BEGIN TEXT SEGMENT
Nick looks at her face aglow with purpose. He decides he wants to follow wherever she will lead. He lies awake that night, Olivia asleep in another room, his thoughts reaching in every direction and realizing that this is the first time he has had a plan in a long time. He tells her in the morning that he needs to leave the house in a month and get rid of his art, but he’s in.
Mimi’s career takes off but her heart still aches for her father. She takes up numerous sports and instruments and subjects. She has love affairs and turns thirty, then thirty-one, then thirty-two. She moves into the Portland HQ, into an office that looks out over a private wilderness of her own. The scroll goes along the walls of the office like a classical frieze. When she feels her chest grow tight, she looks at the trees outside her window and thinks of her father.
Her office is also where her colleagues gather for lunch. They often play games, but do not seem as impressed with Mimi at the trees outside her window. One day they are talking about the trees outside and something pulls her to leave the office and walk outside to the trees. The smell—a smell familiar from childhood—hits her nostrils. It is the smell of two million years. It seems to permeate her mind. She breathes in deeply, feeling an intimacy with the bark of the tree she stands in front of.
END TEXT SEGMENT
BEGIN DATASET CONTENT
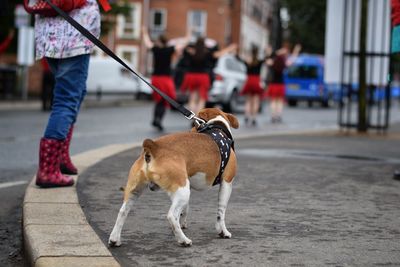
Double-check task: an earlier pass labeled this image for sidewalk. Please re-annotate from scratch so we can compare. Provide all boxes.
[0,98,151,111]
[23,124,400,266]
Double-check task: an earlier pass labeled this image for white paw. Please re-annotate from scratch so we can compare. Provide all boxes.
[178,238,192,247]
[181,221,187,229]
[108,237,121,247]
[219,230,232,238]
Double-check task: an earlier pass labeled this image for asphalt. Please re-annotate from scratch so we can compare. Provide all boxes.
[23,121,400,266]
[17,99,400,266]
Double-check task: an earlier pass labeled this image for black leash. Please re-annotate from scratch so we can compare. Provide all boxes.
[44,0,204,126]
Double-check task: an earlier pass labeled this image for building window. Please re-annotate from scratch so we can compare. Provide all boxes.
[150,9,167,39]
[116,45,139,69]
[187,10,207,37]
[117,3,141,39]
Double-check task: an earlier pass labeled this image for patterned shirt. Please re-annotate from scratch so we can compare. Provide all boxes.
[35,0,100,59]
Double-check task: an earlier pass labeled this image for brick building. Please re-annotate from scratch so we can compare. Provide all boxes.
[98,0,276,74]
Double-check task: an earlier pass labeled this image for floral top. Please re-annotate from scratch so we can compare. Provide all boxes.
[35,0,100,59]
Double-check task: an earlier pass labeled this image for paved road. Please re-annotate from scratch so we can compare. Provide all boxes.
[78,125,400,266]
[0,101,400,266]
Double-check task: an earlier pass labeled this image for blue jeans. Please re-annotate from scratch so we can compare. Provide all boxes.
[44,54,90,140]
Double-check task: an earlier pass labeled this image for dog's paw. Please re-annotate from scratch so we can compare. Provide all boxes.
[108,239,121,247]
[219,231,232,239]
[179,239,192,247]
[181,222,187,229]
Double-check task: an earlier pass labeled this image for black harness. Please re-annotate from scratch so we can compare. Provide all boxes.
[197,122,235,186]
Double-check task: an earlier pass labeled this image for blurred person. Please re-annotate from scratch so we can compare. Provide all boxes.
[35,0,100,187]
[236,46,266,126]
[181,37,237,114]
[0,29,15,55]
[267,42,301,123]
[142,27,190,131]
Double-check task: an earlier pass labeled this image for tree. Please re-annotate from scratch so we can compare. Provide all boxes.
[282,0,326,54]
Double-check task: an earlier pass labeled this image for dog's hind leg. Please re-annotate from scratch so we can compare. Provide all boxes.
[167,180,192,247]
[181,203,189,229]
[108,169,146,247]
[215,180,232,238]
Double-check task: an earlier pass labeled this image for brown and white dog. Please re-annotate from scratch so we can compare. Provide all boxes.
[108,108,239,246]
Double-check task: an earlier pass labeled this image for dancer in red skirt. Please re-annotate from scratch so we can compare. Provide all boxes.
[237,46,266,126]
[267,43,301,123]
[143,27,190,131]
[181,37,236,114]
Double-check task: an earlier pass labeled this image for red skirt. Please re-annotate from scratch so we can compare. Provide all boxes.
[241,75,264,96]
[267,83,285,98]
[151,75,176,107]
[181,72,211,100]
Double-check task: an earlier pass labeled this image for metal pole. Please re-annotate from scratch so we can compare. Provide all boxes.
[357,0,368,132]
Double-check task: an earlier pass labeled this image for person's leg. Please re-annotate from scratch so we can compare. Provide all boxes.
[251,94,260,126]
[44,55,89,140]
[152,100,165,131]
[188,90,198,114]
[244,94,251,125]
[36,55,89,187]
[269,98,277,122]
[60,55,89,175]
[276,98,284,122]
[393,169,400,180]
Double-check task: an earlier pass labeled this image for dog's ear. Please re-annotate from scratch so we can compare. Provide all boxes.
[225,113,239,129]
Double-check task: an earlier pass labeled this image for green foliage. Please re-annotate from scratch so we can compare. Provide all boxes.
[282,0,326,54]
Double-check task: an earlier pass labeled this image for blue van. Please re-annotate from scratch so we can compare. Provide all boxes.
[283,54,331,107]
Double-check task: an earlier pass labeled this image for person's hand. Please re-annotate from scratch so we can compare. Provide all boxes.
[265,45,272,56]
[293,44,302,55]
[8,28,15,39]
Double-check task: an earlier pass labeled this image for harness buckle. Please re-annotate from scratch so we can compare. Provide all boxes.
[185,110,196,120]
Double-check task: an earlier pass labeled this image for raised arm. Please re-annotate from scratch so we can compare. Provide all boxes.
[142,27,154,49]
[175,28,192,54]
[213,44,237,58]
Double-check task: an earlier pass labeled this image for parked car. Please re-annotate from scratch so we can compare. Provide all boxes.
[87,57,151,98]
[207,54,247,113]
[283,54,332,107]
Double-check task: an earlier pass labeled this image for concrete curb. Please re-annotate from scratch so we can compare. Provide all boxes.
[22,144,141,267]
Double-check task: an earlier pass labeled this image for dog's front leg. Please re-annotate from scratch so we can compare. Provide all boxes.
[167,180,192,247]
[215,180,232,238]
[108,184,146,247]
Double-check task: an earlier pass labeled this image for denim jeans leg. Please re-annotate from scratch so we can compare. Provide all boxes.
[44,54,90,140]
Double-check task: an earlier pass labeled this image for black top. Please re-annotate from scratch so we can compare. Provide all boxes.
[270,55,286,83]
[236,56,265,75]
[187,49,213,73]
[151,46,175,75]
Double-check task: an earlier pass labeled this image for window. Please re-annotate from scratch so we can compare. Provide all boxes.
[117,3,141,39]
[187,10,207,37]
[116,45,139,70]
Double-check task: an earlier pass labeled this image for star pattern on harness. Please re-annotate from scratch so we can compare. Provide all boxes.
[201,123,233,185]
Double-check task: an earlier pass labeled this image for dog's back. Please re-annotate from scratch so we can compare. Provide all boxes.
[140,132,230,191]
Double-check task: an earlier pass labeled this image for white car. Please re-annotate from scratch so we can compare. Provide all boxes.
[87,57,151,98]
[207,54,247,113]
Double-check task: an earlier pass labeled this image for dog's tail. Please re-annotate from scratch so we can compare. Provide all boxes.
[142,139,157,163]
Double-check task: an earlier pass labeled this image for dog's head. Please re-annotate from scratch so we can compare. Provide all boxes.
[198,108,239,129]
END DATASET CONTENT
## COMPLETE THE FOLLOWING:
a – In the passage about Nick and Mimi, what does Nick tell Olivia he needs to do within a month?
b – Continue the passage about Nick and Mimi from where it stops.

## OUTPUTS BY TASK:
a – He needs to leave the house and get rid of his art.

b –
Her colleagues peer out the window at her but she does not notice. She sees a paper taped to one tree and reads that there is a town hall meeting on May 23rd for people to protect the city’s choice to replace the pines with a “cleaner, safer species.” Something stirs her—a memory, a prediction.
Douglas is near Damascus, Oregon, playing pool with some strangers. He is not very good, but he tells the men about his tree-planting job. One of them, whom Douglas sees as kind of an asshole, tells Douglas the uncomfortable fact that the company gets good-citizen credits for every tree he plants, and what he is ultimately doing is putting in babies so they can kill off grandparents. Eventually, his seedlings will just become a monocrop.
Mimi eats her lunch alone under the trees the next day. She imitates the arhats, breathing in and out. It is as if she is waiting for nothing at all. She thinks of the public meeting and though she usually hates political agitators, she finds herself telling a passing woman with a stroller about the meeting. Her father’s ghost stands under the pines, smiling at her.
Douglas is filled with anxiety and dread, wondering if he has really wasted his last four years. A trip to the library confirms the asshole’s claims about the trees. He leaves, and decides that walking is the only thing he can do right now to retain his sanity. He perambulates through Portland, hour after hour.
At one point he finds a flier advertising a town meeting to save the condemned trees. He locates the park and walks to it, setting up basecamp under the pines, which now feel like old friends. That night he dreams of Vietnam, and when he wakes he sees the trucks and men pouring in. They order Douglas to leave but he refuses to do so, even when they knock him down. The police come and take him down to the station, where he says his name is Prisoner 571.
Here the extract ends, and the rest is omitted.